_YOUR GOAL_: Can you format the material below as a CSV with the header columns input and output, giving one row to each line of text together with the coordinates listed under it, every field in double quotes and any line breaks replaced by spaces? Leave the pictures out.

_SOURCE DATA_:

##############################

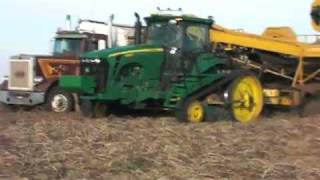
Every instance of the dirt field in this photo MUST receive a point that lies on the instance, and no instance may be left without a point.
(40, 145)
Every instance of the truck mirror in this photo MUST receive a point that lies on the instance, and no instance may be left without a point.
(102, 44)
(173, 50)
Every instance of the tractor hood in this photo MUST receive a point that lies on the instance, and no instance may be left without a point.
(120, 51)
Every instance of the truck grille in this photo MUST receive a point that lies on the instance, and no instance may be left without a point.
(21, 75)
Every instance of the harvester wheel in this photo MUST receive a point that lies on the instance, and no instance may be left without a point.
(246, 98)
(93, 109)
(193, 112)
(59, 100)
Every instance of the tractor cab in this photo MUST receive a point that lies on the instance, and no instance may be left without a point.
(183, 38)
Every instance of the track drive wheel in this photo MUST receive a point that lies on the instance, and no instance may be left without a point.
(246, 98)
(93, 109)
(59, 100)
(193, 112)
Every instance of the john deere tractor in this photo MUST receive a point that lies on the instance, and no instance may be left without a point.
(174, 69)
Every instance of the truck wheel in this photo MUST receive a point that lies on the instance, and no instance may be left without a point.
(60, 101)
(246, 98)
(93, 109)
(193, 112)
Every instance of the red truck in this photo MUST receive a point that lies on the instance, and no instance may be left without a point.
(33, 79)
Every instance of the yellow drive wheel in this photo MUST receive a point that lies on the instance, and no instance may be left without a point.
(246, 98)
(195, 112)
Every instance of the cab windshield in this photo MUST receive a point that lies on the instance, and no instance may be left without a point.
(164, 34)
(67, 46)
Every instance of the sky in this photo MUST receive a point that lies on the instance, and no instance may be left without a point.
(28, 26)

##############################

_CORRECT RESPONSE_:
input,output
"Every instance of the dirt field in this photo MUST receive a point that lies on the instance, and no instance may be left without a point.","(40, 145)"
"Every instance of the truck mirror in this photo MUST receive a point that lies on the instance, and no instance may be left without a point.","(102, 44) (173, 50)"
"Every instance of the tractor hood in this photo MUST receive a point that lies on the instance, and no instance may be left without a point.","(120, 51)"
"Every instance of the truck grille in this photo MUST receive a point that lies on the instance, and no instance may be left without a point.","(21, 75)"
"Every instance of the harvester wheel in this photo MUST receive a point that lies on the instance, and no instance may be left without a point.","(246, 98) (93, 109) (193, 112) (59, 100)"
"Every instance of the tractor cab in this photo MUST receive a point that lies on the instance, and no instance may be left without a point.","(183, 38)"
"Every instance of the track drive wheel in this photo MUST receive a point that lies on the instance, and no instance may be left without a point.","(246, 98) (93, 109) (59, 100) (193, 112)"
"Every instance of the john deere tractor in this photo MUST receive a point that lies on the instance, and no instance may be left without a point.","(174, 69)"
"Every instance of the truck wheel in this photo MUST receive a point that lies on the instance, and no instance may be left without a point.","(60, 101) (246, 98) (93, 109) (193, 112)"
"Every instance of the red truck in this photo MUST receive a point that lies on the instance, and no instance may be left without a point.","(33, 79)"
"Every instance of the yellow drive wheel in this photo MUST receive a point that lies on the instance, and no instance may be left without a point.","(246, 98) (195, 112)"
"Every instance of the cab windshield in this photo MUST receive a point that lies on the instance, and no instance may be left without a point.","(164, 34) (67, 46)"
"Every instance of the sky in this photo MUST receive a point that lies on the instance, and no instance may be left without a point.","(28, 26)"